◆ **Exercise instructions**
All lines from the top of the records below through the line holding "negative clicks: (222, 250) (265, 118)", and only those, should be printed exactly, minus the pictures.

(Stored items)
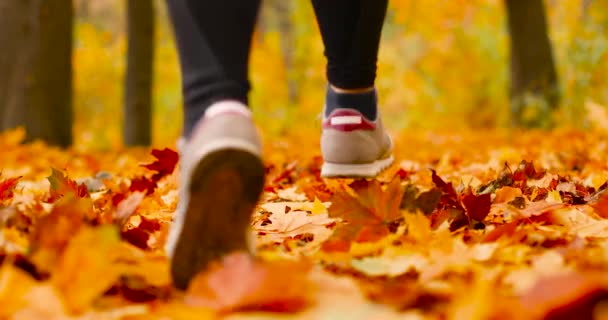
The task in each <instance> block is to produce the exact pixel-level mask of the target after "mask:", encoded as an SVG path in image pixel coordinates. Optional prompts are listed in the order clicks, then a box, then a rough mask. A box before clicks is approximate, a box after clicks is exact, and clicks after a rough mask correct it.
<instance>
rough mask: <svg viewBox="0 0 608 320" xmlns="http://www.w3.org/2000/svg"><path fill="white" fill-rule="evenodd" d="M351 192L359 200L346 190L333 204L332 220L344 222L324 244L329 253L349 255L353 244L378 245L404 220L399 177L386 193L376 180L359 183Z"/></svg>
mask: <svg viewBox="0 0 608 320" xmlns="http://www.w3.org/2000/svg"><path fill="white" fill-rule="evenodd" d="M351 188H352V189H353V190H354V191H355V193H356V196H353V195H351V194H350V193H348V192H347V191H345V190H343V191H341V192H336V193H335V194H334V195H333V196H332V198H331V200H330V202H331V203H332V205H331V207H330V208H329V216H330V217H333V218H341V219H343V222H342V223H340V224H338V226H337V228H336V230H335V231H334V233H333V235H332V236H331V237H330V239H329V240H327V241H326V242H325V243H323V250H325V251H348V250H349V249H350V243H351V242H352V241H355V242H372V241H377V240H379V239H381V238H383V237H385V236H387V235H388V234H389V233H390V231H391V224H393V223H395V222H398V220H399V219H401V218H402V215H401V212H400V211H399V206H400V204H401V198H402V197H403V189H402V188H401V180H400V179H399V177H398V176H397V177H395V179H393V181H391V182H390V183H389V184H388V185H387V186H386V190H383V186H382V184H381V183H380V182H378V181H376V180H374V181H371V182H370V181H366V180H359V181H355V182H354V183H353V184H351Z"/></svg>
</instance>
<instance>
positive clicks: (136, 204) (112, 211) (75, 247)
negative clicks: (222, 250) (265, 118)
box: [0, 130, 608, 319]
mask: <svg viewBox="0 0 608 320" xmlns="http://www.w3.org/2000/svg"><path fill="white" fill-rule="evenodd" d="M296 135H297V133H296V134H295V135H291V136H289V137H285V138H282V139H280V140H275V141H272V142H271V141H267V144H266V147H265V148H266V151H265V152H266V155H267V156H266V161H267V172H268V176H267V186H266V189H265V194H264V195H263V200H262V201H261V203H260V205H259V206H258V208H257V210H256V212H255V213H254V217H253V221H252V224H251V228H252V235H253V236H254V237H255V239H256V241H255V245H256V248H257V256H258V257H259V259H257V260H255V261H254V260H252V259H250V258H249V256H248V255H246V254H243V253H235V254H233V255H231V256H228V257H226V258H225V259H224V260H223V261H221V262H218V263H217V264H215V265H214V266H213V267H211V268H210V270H208V271H207V272H205V273H202V274H200V275H198V276H197V277H196V278H195V280H194V281H193V282H192V284H191V286H190V288H189V289H188V290H187V291H186V292H184V293H182V292H177V291H175V290H174V289H172V286H171V283H170V277H169V273H168V263H167V259H166V257H165V255H164V253H163V251H162V248H163V244H164V242H165V239H166V236H167V231H168V227H169V224H170V221H171V219H172V215H173V212H174V211H175V208H176V203H177V191H176V186H177V184H176V182H177V179H178V174H177V173H176V172H175V171H177V170H174V167H175V165H176V164H177V160H178V159H177V154H176V153H175V152H174V151H172V149H159V150H155V151H152V150H149V149H125V150H120V151H112V152H88V151H87V152H85V151H78V150H74V149H71V150H67V151H66V150H59V149H55V148H51V147H48V146H46V145H44V144H43V143H38V142H37V143H30V144H23V143H22V142H21V141H22V139H23V132H22V131H12V132H8V133H4V134H2V135H0V150H2V152H1V156H0V170H1V171H2V173H1V175H0V228H1V229H0V263H1V266H0V306H1V308H0V319H207V318H209V319H215V318H226V319H274V318H277V319H514V318H517V319H540V318H544V319H569V318H577V319H608V302H607V301H608V300H606V299H607V298H608V273H607V272H606V271H608V192H607V191H606V189H607V182H608V156H607V155H608V139H607V138H606V135H602V134H601V133H599V132H580V131H572V130H557V131H553V132H542V131H526V132H513V131H495V130H494V131H464V132H452V133H440V132H429V131H417V132H414V131H408V132H405V133H402V134H400V135H399V136H397V137H395V141H396V147H397V148H396V156H397V162H396V164H395V165H394V166H393V167H391V168H390V169H389V170H387V171H386V172H384V173H383V174H382V175H381V176H380V177H378V178H377V179H375V180H358V181H353V180H323V179H320V178H319V166H320V163H321V161H320V157H319V153H318V151H317V150H318V149H317V148H318V146H317V143H316V141H313V140H315V139H311V138H310V137H298V136H296ZM142 164H144V165H145V166H142Z"/></svg>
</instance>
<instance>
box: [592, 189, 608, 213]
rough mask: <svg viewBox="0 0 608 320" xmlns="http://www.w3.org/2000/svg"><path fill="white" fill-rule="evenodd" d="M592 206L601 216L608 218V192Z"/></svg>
mask: <svg viewBox="0 0 608 320" xmlns="http://www.w3.org/2000/svg"><path fill="white" fill-rule="evenodd" d="M592 207H593V209H595V212H596V213H597V214H598V215H599V216H600V217H602V218H604V219H606V218H608V193H605V194H604V195H603V196H602V197H601V198H600V199H599V200H598V201H597V202H596V203H595V204H593V205H592Z"/></svg>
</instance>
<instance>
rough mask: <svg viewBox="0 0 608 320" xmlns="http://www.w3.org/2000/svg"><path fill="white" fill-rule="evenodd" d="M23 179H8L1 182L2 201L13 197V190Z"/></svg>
mask: <svg viewBox="0 0 608 320" xmlns="http://www.w3.org/2000/svg"><path fill="white" fill-rule="evenodd" d="M21 178H22V177H15V178H8V179H5V180H3V181H0V201H4V200H8V199H11V198H12V197H13V190H15V187H16V186H17V183H18V182H19V179H21Z"/></svg>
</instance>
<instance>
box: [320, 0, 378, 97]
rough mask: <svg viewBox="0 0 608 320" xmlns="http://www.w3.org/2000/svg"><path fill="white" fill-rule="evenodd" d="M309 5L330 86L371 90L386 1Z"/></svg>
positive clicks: (374, 70)
mask: <svg viewBox="0 0 608 320" xmlns="http://www.w3.org/2000/svg"><path fill="white" fill-rule="evenodd" d="M312 4H313V7H314V10H315V14H316V16H317V22H318V25H319V29H320V30H321V35H322V37H323V44H324V45H325V56H326V57H327V80H328V81H329V83H330V84H331V86H333V87H334V88H338V91H346V92H349V91H353V92H361V91H365V90H366V89H371V88H372V87H373V86H374V81H375V79H376V62H377V59H378V48H379V45H380V36H381V33H382V25H383V23H384V17H385V15H386V10H387V6H388V0H312ZM340 89H342V90H340Z"/></svg>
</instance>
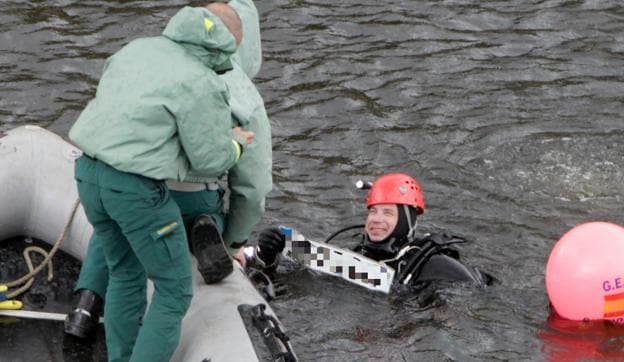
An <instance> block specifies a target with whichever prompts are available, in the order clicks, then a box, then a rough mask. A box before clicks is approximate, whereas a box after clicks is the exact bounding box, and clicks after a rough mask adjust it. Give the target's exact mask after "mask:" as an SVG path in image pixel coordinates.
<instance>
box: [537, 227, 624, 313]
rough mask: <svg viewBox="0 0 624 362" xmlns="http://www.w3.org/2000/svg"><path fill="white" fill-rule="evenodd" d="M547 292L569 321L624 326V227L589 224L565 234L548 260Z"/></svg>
mask: <svg viewBox="0 0 624 362" xmlns="http://www.w3.org/2000/svg"><path fill="white" fill-rule="evenodd" d="M546 291H547V292H548V298H549V299H550V303H551V304H552V305H553V307H554V308H555V311H556V312H557V314H559V315H560V316H561V317H563V318H565V319H570V320H579V321H580V320H601V319H603V320H611V321H614V322H616V323H624V228H622V227H621V226H618V225H615V224H611V223H608V222H589V223H585V224H581V225H578V226H576V227H574V228H572V229H571V230H570V231H568V232H567V233H565V234H564V235H563V236H562V237H561V239H559V241H558V242H557V243H556V245H555V247H554V248H553V250H552V251H551V253H550V257H549V258H548V263H547V265H546Z"/></svg>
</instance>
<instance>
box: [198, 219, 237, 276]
mask: <svg viewBox="0 0 624 362" xmlns="http://www.w3.org/2000/svg"><path fill="white" fill-rule="evenodd" d="M189 239H190V243H191V252H192V253H193V255H195V258H196V259H197V269H198V270H199V273H200V274H201V276H202V278H204V281H205V282H206V284H214V283H217V282H220V281H221V280H223V278H225V277H227V276H228V275H230V273H232V271H233V270H234V266H233V265H232V259H231V258H230V255H229V254H228V252H227V249H226V247H225V245H224V243H223V239H222V238H221V234H219V230H218V229H217V226H216V225H215V223H214V221H213V220H212V218H211V217H210V216H208V215H200V216H198V217H197V219H196V220H195V223H194V224H193V227H192V228H191V233H190V236H189Z"/></svg>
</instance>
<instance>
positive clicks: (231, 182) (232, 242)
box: [65, 0, 272, 338]
mask: <svg viewBox="0 0 624 362" xmlns="http://www.w3.org/2000/svg"><path fill="white" fill-rule="evenodd" d="M229 5H230V6H232V8H234V9H235V10H236V12H237V13H238V15H239V17H240V18H241V21H242V25H243V34H244V36H243V39H242V42H241V43H240V45H239V47H238V49H237V50H236V52H235V53H234V54H233V55H232V57H231V60H232V64H233V69H232V70H231V71H228V72H226V73H224V74H221V75H220V77H221V79H223V80H224V81H225V82H226V84H227V85H228V87H229V90H230V94H231V97H230V106H231V110H232V115H233V120H234V122H235V123H234V125H233V126H237V125H238V126H244V128H245V129H248V130H250V131H253V132H254V133H255V138H254V142H253V144H252V145H250V146H249V147H248V148H247V151H245V152H244V153H243V155H242V156H241V159H240V160H239V162H238V163H237V164H236V165H235V166H234V167H233V168H231V169H230V170H229V172H228V175H227V182H228V189H229V191H230V193H229V210H227V212H225V213H224V212H222V211H223V202H222V200H221V197H222V196H223V190H222V189H221V188H218V189H216V188H215V187H211V186H206V185H205V184H201V183H180V182H173V181H168V186H169V189H170V193H171V196H172V198H173V199H174V201H175V202H176V203H177V204H178V206H179V207H180V209H181V211H182V217H183V219H184V223H185V225H187V227H188V228H189V229H190V227H191V226H192V224H193V222H194V221H195V220H196V219H197V218H198V217H199V216H200V215H209V216H210V217H211V218H212V219H213V220H214V221H215V224H216V227H217V228H218V232H220V233H221V232H223V231H224V230H225V232H224V235H223V239H224V240H225V243H226V244H227V245H228V246H229V251H230V253H232V254H234V253H235V252H236V251H237V250H238V248H240V247H241V246H243V245H245V242H246V240H247V238H248V237H249V235H250V234H251V231H252V229H253V227H254V226H255V225H256V224H257V223H258V222H259V220H260V219H261V217H262V216H263V214H264V210H265V198H266V195H267V194H268V193H269V191H270V190H271V188H272V177H271V168H272V155H271V129H270V122H269V119H268V116H267V114H266V110H265V108H264V102H263V100H262V98H261V96H260V94H259V93H258V91H257V89H256V87H255V86H254V84H253V83H252V81H251V78H253V77H254V76H255V75H256V74H257V73H258V72H259V70H260V67H261V62H262V51H261V39H260V24H259V16H258V12H257V10H256V7H255V6H254V3H253V1H252V0H232V1H230V2H229ZM210 185H212V184H210ZM198 189H199V190H198ZM192 190H197V191H192ZM200 220H201V218H200ZM197 224H199V222H198V223H197ZM194 229H197V228H194ZM199 230H201V229H199ZM191 237H192V235H191ZM223 270H224V269H222V272H221V273H217V274H216V275H213V276H212V278H211V281H212V282H216V281H218V280H220V279H221V278H222V277H224V273H223ZM231 270H232V269H231V263H230V269H229V271H231ZM226 271H227V270H226ZM226 275H227V274H226ZM107 284H108V270H107V268H106V263H105V261H104V256H103V252H102V246H101V241H100V240H98V239H97V237H96V236H95V235H94V237H93V238H92V240H91V241H90V243H89V249H88V253H87V256H86V257H85V259H84V260H83V265H82V269H81V271H80V277H79V280H78V283H77V284H76V287H75V291H76V293H77V295H78V303H77V306H76V308H75V309H74V310H73V311H72V312H71V313H69V314H68V318H67V319H66V321H65V332H66V333H68V334H71V335H74V336H77V337H80V338H85V337H87V336H88V335H90V333H91V332H92V330H93V327H94V326H95V324H96V322H97V319H98V317H99V315H100V314H101V308H102V306H103V298H104V296H105V292H106V287H107Z"/></svg>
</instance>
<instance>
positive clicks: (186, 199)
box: [74, 189, 225, 299]
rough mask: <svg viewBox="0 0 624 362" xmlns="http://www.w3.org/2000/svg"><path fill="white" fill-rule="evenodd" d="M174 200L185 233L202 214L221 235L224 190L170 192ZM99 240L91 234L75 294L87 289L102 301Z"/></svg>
mask: <svg viewBox="0 0 624 362" xmlns="http://www.w3.org/2000/svg"><path fill="white" fill-rule="evenodd" d="M169 193H170V194H171V197H172V198H173V201H175V203H176V204H177V205H178V207H179V208H180V211H181V213H182V219H183V221H184V225H185V227H186V230H187V231H188V230H190V228H191V226H192V225H193V221H195V219H196V218H197V217H198V216H199V215H202V214H206V215H210V216H211V217H212V218H213V219H214V220H215V223H216V224H217V227H218V228H219V232H221V233H222V232H223V228H224V225H225V215H224V214H223V212H222V211H223V199H222V198H223V190H222V189H219V190H214V191H209V190H203V191H194V192H181V191H169ZM102 242H103V241H102V240H101V239H100V238H99V237H98V235H97V234H96V233H93V235H92V236H91V240H89V247H88V249H87V255H86V256H85V258H84V259H83V260H82V267H81V269H80V275H79V277H78V282H77V283H76V287H75V289H74V291H79V290H80V289H89V290H91V291H93V292H95V293H97V295H99V296H100V297H101V298H102V299H105V298H106V287H107V286H108V267H107V266H106V260H105V258H104V250H103V246H102Z"/></svg>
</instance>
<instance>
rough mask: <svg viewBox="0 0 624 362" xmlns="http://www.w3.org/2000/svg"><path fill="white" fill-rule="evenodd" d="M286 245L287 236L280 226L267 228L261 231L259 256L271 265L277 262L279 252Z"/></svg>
mask: <svg viewBox="0 0 624 362" xmlns="http://www.w3.org/2000/svg"><path fill="white" fill-rule="evenodd" d="M285 245H286V237H285V236H284V234H282V232H281V231H280V229H279V228H267V229H264V230H262V232H260V236H259V237H258V249H257V253H258V257H259V258H260V259H262V261H263V262H264V263H265V264H266V265H271V264H273V263H274V262H275V257H277V254H279V253H281V252H282V250H284V246H285Z"/></svg>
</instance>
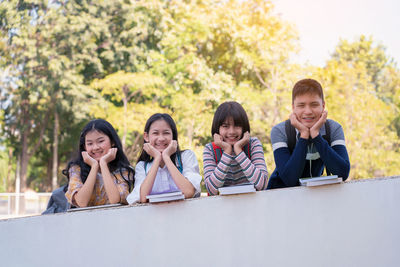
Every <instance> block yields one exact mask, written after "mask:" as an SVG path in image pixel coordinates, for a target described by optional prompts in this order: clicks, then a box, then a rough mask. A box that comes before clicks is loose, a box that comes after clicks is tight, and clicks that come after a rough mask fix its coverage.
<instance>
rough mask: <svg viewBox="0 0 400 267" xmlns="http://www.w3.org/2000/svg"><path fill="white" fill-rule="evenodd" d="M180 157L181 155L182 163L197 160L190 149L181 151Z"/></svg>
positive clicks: (186, 149) (194, 154)
mask: <svg viewBox="0 0 400 267" xmlns="http://www.w3.org/2000/svg"><path fill="white" fill-rule="evenodd" d="M181 155H182V161H185V160H192V159H195V160H197V158H196V154H195V153H194V152H193V151H192V150H190V149H186V150H184V151H182V152H181Z"/></svg>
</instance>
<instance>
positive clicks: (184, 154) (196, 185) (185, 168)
mask: <svg viewBox="0 0 400 267" xmlns="http://www.w3.org/2000/svg"><path fill="white" fill-rule="evenodd" d="M182 165H183V171H182V175H183V176H185V178H186V179H188V180H189V182H190V183H191V184H192V185H193V187H194V189H195V193H194V197H199V196H200V194H201V188H200V183H201V179H202V177H201V175H200V171H199V162H198V161H197V158H196V155H195V154H194V152H193V151H191V150H185V151H183V152H182Z"/></svg>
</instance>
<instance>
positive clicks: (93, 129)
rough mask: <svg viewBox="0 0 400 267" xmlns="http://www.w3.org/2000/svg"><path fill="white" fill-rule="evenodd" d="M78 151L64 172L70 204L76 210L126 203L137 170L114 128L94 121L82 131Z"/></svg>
mask: <svg viewBox="0 0 400 267" xmlns="http://www.w3.org/2000/svg"><path fill="white" fill-rule="evenodd" d="M78 151H79V153H78V155H77V157H76V158H75V159H74V160H72V161H70V162H69V163H68V166H67V168H66V169H65V170H63V174H64V175H66V176H67V178H68V181H69V183H68V191H67V192H66V193H65V197H66V198H67V200H68V202H69V203H71V204H72V205H73V206H76V207H86V206H98V205H105V204H114V203H126V197H127V195H128V194H129V192H130V190H131V185H132V183H133V181H134V170H133V169H132V167H130V164H129V161H128V159H127V157H126V155H125V154H124V152H123V149H122V144H121V140H120V139H119V137H118V134H117V132H116V131H115V129H114V127H113V126H112V125H111V124H110V123H109V122H107V121H105V120H103V119H96V120H92V121H90V122H89V123H88V124H87V125H86V126H85V127H84V128H83V130H82V132H81V135H80V138H79V149H78Z"/></svg>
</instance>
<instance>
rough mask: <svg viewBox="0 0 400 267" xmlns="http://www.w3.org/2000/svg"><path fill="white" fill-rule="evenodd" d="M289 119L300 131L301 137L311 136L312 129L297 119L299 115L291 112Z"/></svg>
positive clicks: (305, 137) (308, 136)
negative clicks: (300, 121)
mask: <svg viewBox="0 0 400 267" xmlns="http://www.w3.org/2000/svg"><path fill="white" fill-rule="evenodd" d="M289 119H290V123H291V124H292V125H293V127H294V128H296V129H297V130H298V131H299V132H300V137H301V138H304V139H308V138H309V137H310V129H309V128H308V127H307V126H305V125H304V124H302V123H301V122H300V121H299V120H298V119H297V116H296V114H295V113H294V112H293V113H292V114H290V117H289Z"/></svg>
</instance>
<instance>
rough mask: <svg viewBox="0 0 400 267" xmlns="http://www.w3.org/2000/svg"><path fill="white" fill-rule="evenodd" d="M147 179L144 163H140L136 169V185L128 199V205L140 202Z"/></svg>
mask: <svg viewBox="0 0 400 267" xmlns="http://www.w3.org/2000/svg"><path fill="white" fill-rule="evenodd" d="M145 178H146V171H145V169H144V161H139V162H138V163H137V164H136V167H135V184H134V186H133V190H132V192H131V193H130V194H129V195H128V197H127V198H126V201H127V202H128V204H133V203H137V202H140V187H141V185H142V183H143V181H144V179H145Z"/></svg>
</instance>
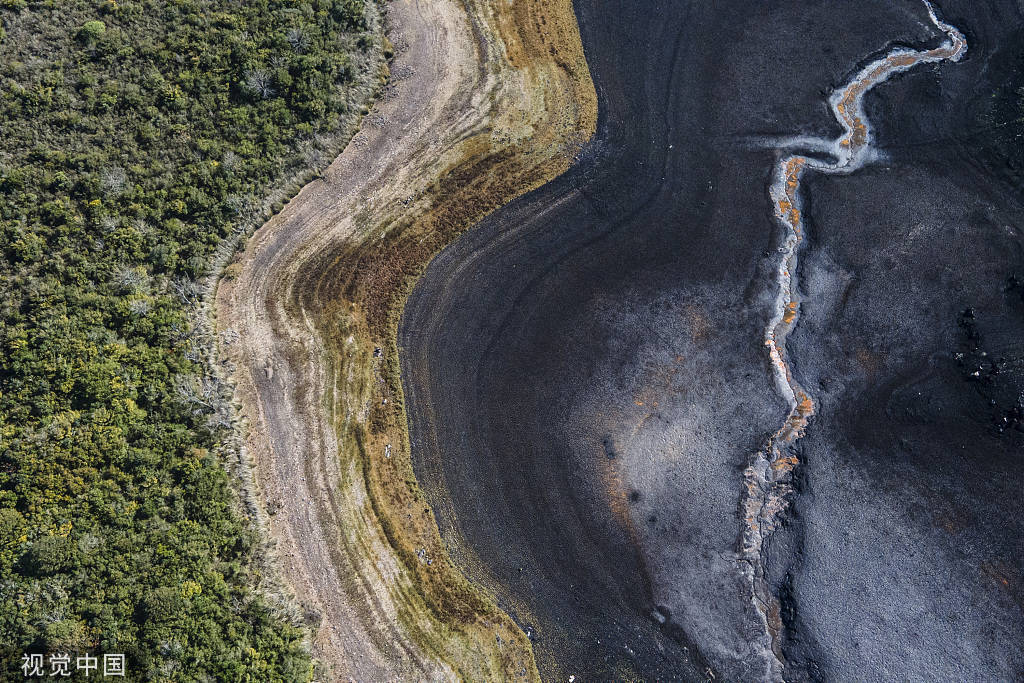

◆ **Task response**
The task in each <instance> block is to produce the exact pixel-level mask of the target after "mask:", encoded as an SVG path in image pixel coordinates. Optional prompts are listed in the order clicks, then a box, then a rough mask. A box before clicks is approximate, a box after clicks is exact, and clicks after a rough mask correct it.
<instance>
rough mask: <svg viewBox="0 0 608 320" xmlns="http://www.w3.org/2000/svg"><path fill="white" fill-rule="evenodd" d="M351 192L359 200L346 190L333 204L332 220L344 222L324 244L329 253L349 255L353 244L378 245L404 220L399 177L386 193L376 180L359 183Z"/></svg>
mask: <svg viewBox="0 0 608 320" xmlns="http://www.w3.org/2000/svg"><path fill="white" fill-rule="evenodd" d="M351 188H352V189H353V190H354V191H355V193H356V196H353V195H351V194H350V193H348V192H347V191H345V190H343V191H341V192H336V193H335V194H334V195H333V196H332V198H331V200H330V202H331V203H332V205H331V207H330V208H329V216H330V217H333V218H341V219H343V222H342V223H340V224H338V226H337V228H336V230H335V231H334V233H333V235H332V236H331V237H330V239H329V240H327V241H326V242H325V243H323V250H325V251H348V250H349V249H350V243H351V242H352V241H355V242H372V241H377V240H379V239H381V238H383V237H385V236H387V235H388V234H389V233H390V231H391V224H393V223H395V222H398V220H399V219H401V218H402V215H401V212H400V211H399V206H400V204H401V198H402V197H403V189H402V188H401V180H400V179H399V177H398V176H397V177H395V179H393V181H391V182H390V183H389V184H388V185H387V186H386V190H383V186H382V184H381V183H380V182H378V181H376V180H374V181H371V182H370V181H366V180H359V181H355V182H354V183H353V184H351Z"/></svg>
</instance>
<instance>
positive clicks: (136, 204) (112, 211) (75, 247)
negative clicks: (222, 250) (265, 118)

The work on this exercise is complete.